» EXERCICE
Pouvez-vous poursuivre le compte rendu de séance sur la vente au détail du tabac, présenté ci-dessous, à partir de sa dernière phrase ?

» TEXTE CHOISI

Mme la présidente. Le sous-amendement n° II–358, présenté par M. Virapoullé, est ainsi libellé :

I. - Amendement n° II-206

A. - Alinéas 3 et 9

Remplacer les mots :

1er janvier

par les mots :

1er juillet

B. - Alinéas 6 et 7

Rédiger ainsi ces alinéas :

3° Après le deuxième alinéa, il est inséré un alinéa ainsi rédigé :

« Par dérogation aux dispositions du deuxième alinéa, une licence peut être accordée pour la vente au détail du tabac dans les galeries marchandes attenantes à des supermarchés ou des hypermarchés aux personnes ayant la qualité de commerçant qui pratiquaient la vente au détail du tabac à titre principal antérieurement au 1er janvier 2010. » ;

C. - Alinéa 11

Remplacer les mots :

30 juin

par les mots :

31 décembre

D. - Compléter cet amendement par deux alinéas ainsi rédigés :

6° Cet article est complété par un alinéa ainsi rédigé :

« Les conditions d'application du présent article sont définies par décret. »

II. - La perte de recettes résultant du I pour les conseils généraux est compensée à due concurrence par un relèvement de la dotation globale de fonctionnement.

III. - La perte de recettes résultant pour l'État du II est compensée à due concurrence par la création d'une taxe additionnelle aux droits visés aux articles 575 et 575 A du code général des impôts.

La parole est à M. Jean-Paul Virapoullé.

M. Jean-Paul Virapoullé. Je comprends le souci de ma collègue Anne-Marie Payet de lutter contre le tabagisme outre-mer, et j’ajouterai également à ce problème celui de l’alcoolisme.

Voilà quelques années, j’avais fait voter au conseil général de La Réunion un doublement du prix du paquet de cigarettes. La consommation avait dans un premier temps baissé de 25 %, avant, malheureusement, de reprendre une courbe ascendante, les habitudes l’emportant sur les sacrifices qu’il faut consentir pour acheter un paquet de cigarettes.

» DONNÉES FOURNIES
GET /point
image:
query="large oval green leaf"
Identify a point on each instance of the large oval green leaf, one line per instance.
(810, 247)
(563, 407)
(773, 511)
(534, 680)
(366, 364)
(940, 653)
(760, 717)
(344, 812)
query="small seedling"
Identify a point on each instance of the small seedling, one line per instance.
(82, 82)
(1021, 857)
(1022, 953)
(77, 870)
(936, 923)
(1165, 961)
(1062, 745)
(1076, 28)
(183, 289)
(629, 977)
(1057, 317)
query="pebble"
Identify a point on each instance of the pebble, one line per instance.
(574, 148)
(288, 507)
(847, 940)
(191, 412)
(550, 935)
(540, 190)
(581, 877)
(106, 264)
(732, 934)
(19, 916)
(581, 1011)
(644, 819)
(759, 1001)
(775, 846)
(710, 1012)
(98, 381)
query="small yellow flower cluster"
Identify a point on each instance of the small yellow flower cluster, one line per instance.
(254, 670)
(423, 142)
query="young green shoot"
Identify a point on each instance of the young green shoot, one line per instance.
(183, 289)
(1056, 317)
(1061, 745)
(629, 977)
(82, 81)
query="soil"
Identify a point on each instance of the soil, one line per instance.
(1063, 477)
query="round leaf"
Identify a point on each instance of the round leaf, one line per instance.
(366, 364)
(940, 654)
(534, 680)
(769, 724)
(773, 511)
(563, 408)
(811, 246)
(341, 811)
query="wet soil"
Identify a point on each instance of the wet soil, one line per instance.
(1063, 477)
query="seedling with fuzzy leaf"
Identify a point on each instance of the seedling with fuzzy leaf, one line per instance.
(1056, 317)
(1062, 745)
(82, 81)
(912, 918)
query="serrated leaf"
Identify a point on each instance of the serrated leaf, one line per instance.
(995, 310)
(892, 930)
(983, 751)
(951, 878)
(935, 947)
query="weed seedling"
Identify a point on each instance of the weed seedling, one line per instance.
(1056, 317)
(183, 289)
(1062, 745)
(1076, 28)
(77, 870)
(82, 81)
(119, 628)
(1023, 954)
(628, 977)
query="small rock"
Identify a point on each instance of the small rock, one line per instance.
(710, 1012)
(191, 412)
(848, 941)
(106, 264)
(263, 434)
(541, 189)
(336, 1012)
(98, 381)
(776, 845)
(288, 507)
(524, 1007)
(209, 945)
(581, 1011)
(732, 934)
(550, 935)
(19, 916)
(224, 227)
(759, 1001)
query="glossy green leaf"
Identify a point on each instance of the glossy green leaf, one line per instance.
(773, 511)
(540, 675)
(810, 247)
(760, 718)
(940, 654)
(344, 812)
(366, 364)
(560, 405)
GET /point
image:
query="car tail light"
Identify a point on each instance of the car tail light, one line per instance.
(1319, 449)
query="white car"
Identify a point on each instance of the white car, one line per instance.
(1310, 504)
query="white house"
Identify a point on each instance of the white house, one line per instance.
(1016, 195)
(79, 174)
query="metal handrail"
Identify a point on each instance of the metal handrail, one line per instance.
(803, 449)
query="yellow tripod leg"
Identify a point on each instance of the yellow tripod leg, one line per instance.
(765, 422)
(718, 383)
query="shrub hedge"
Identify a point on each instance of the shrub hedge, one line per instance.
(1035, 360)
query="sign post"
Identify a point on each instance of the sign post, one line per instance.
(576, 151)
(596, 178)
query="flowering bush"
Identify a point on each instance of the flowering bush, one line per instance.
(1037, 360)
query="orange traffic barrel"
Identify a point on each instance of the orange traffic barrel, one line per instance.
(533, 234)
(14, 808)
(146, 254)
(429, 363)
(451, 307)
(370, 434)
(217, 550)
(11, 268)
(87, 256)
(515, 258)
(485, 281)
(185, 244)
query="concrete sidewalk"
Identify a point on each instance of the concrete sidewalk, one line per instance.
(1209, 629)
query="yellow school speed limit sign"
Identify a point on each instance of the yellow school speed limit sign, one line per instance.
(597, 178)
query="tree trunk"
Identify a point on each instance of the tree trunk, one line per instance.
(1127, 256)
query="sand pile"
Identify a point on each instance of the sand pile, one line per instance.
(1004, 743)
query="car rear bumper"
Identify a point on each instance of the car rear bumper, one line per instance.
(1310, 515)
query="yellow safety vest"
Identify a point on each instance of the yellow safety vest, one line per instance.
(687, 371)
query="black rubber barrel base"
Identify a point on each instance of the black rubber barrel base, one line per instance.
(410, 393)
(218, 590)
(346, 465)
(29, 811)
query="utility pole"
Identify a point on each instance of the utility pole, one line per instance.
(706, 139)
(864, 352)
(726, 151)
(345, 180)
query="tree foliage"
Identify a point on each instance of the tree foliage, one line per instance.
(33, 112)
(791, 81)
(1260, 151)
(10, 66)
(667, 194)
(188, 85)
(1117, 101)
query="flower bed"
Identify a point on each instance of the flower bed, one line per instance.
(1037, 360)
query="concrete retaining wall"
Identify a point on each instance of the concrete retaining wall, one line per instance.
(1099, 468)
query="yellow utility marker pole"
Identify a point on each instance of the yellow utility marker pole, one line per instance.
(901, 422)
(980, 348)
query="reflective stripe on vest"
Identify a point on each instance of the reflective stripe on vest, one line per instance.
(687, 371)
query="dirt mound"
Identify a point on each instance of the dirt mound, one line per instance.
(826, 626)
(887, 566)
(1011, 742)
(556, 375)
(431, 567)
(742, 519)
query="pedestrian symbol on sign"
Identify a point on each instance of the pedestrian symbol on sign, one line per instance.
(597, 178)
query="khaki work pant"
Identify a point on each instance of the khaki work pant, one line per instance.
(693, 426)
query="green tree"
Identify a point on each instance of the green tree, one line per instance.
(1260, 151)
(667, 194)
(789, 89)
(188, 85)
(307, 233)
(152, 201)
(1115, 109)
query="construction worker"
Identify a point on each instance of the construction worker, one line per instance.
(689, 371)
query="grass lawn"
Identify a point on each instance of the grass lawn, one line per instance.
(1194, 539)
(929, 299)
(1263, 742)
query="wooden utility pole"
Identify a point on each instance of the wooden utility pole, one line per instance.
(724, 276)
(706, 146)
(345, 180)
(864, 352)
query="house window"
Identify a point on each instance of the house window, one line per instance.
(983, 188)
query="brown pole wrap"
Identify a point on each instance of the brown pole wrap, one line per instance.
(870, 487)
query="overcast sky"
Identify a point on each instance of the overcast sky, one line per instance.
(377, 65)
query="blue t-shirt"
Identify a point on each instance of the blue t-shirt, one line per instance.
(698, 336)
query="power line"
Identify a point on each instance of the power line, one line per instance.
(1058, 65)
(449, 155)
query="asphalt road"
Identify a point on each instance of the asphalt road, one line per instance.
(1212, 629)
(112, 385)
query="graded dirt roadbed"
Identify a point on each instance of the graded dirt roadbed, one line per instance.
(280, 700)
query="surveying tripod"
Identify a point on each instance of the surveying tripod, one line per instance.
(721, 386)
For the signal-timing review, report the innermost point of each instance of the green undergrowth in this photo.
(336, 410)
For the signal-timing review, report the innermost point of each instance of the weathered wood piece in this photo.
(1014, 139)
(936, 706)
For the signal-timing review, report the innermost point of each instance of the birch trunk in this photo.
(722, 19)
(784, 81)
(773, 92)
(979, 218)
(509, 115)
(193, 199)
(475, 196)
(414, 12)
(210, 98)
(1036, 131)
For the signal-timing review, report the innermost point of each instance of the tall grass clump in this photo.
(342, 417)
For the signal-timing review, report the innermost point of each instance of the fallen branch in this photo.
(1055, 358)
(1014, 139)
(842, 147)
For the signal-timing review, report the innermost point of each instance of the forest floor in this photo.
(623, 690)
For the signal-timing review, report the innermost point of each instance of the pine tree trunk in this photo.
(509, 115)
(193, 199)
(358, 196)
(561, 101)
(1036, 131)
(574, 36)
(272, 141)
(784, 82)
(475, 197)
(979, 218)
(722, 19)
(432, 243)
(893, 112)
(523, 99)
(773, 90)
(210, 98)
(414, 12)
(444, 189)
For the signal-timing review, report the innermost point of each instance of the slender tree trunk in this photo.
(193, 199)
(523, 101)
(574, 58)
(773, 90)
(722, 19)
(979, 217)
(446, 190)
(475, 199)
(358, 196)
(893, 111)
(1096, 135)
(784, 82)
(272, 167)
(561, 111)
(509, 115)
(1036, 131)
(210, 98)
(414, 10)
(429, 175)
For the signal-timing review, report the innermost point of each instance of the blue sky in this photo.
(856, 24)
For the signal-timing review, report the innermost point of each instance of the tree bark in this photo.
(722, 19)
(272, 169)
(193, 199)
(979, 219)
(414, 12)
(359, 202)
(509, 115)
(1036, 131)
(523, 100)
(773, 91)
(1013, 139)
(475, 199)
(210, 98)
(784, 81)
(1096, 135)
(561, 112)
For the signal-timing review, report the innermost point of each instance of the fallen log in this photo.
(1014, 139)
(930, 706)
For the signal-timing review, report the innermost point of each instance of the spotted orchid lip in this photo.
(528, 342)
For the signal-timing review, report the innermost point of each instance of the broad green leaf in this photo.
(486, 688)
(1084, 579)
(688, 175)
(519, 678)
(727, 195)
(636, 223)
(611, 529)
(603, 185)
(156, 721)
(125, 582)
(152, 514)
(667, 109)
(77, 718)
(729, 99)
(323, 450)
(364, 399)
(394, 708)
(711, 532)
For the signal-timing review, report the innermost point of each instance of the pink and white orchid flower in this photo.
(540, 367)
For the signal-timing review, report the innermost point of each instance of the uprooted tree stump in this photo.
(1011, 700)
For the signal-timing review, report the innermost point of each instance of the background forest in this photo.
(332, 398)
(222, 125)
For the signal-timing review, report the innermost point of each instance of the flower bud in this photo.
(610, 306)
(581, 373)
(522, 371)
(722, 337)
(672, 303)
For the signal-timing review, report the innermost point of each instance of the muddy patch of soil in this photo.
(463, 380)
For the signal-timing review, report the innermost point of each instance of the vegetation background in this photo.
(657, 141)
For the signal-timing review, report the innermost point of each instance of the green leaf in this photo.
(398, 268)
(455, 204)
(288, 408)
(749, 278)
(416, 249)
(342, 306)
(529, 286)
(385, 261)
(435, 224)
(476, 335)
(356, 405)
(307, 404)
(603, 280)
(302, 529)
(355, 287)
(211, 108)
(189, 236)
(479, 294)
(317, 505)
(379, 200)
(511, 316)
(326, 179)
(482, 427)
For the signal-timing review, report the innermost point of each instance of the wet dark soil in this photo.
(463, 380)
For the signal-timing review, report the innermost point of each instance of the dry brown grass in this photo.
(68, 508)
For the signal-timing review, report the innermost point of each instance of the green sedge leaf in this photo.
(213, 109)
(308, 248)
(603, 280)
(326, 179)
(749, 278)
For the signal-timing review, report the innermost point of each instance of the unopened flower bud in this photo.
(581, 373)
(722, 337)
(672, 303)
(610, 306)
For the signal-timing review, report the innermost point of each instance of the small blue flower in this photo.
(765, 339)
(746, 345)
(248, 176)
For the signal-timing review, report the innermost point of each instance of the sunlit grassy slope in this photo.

» CORRIGÉ
Ce sous-amendement a pour but d’améliorer les conditions d’application de l’amendement que vient de présenter Mme Payet. Il vise tout d’abord à accorder une licence aux personnes qui pratiquaient déjà la vente au détail de tabac à proximité des grandes surfaces ; il donne ensuite au Gouvernement la possibilité de prendre un décret pour mettre en œuvre ce dispositif ; il prévoit enfin de reporter de six mois sa date d’entrée en vigueur, du 1er janvier au 1er juillet 2011.

Ce sous-amendement vise à rendre plus cohérent le texte de Mme Payet et à sécuriser l’avenir professionnel des marchands de cigarettes. Car ce ne sont pas des gens qui travaillent au noir ! Ils ont des employés, un chiffre d’affaires, une famille, un revenu, et l’on ne peut pas du jour au lendemain jouer à la loterie avec leur avenir. La cigarette n’a pas été inventée par ces vendeurs, mais par notre société, et sa commercialisation obéit déjà à des règles strictes.

Ce sous-amendement tend donc à adoucir l’application de l’amendement de Mme Payet et, surtout, à donner au Gouvernement quelques mois pour mettre en place les dispositions légales.

Mme la présidente. Le sous-amendement n° II–381, présenté par MM. Lise, Gillot, S. Larcher, Patient, Tuheiava et Antoinette, est ainsi libellé :

Alinéa 3 de l'amendement n° II-206

Compléter cet alinéa par les mots :

et les mots : « accordée au nom du département par le président du conseil général » sont supprimés ;

La parole est à M. Claude Lise.

M. Claude Lise. L’amendement présenté par Mme Payet, dont je peux partager l’objectif en termes de santé publique, pose un problème aux conseils généraux d’outre-mer.

En réalité, il a pour conséquence de rendre effectif un transfert de responsabilités, je dirai même un transfert de compétences, auxdits conseils, lequel s’accompagne inévitablement d’un transfert de charges.

Je rappelle que les conseils généraux d’outre-mer ont expressément marqué leur opposition à ce transfert, qu’ils n’ont pas demandé et qui, au vu des difficultés financières qu’ils connaissent en ce moment, serait vraiment très mal venu.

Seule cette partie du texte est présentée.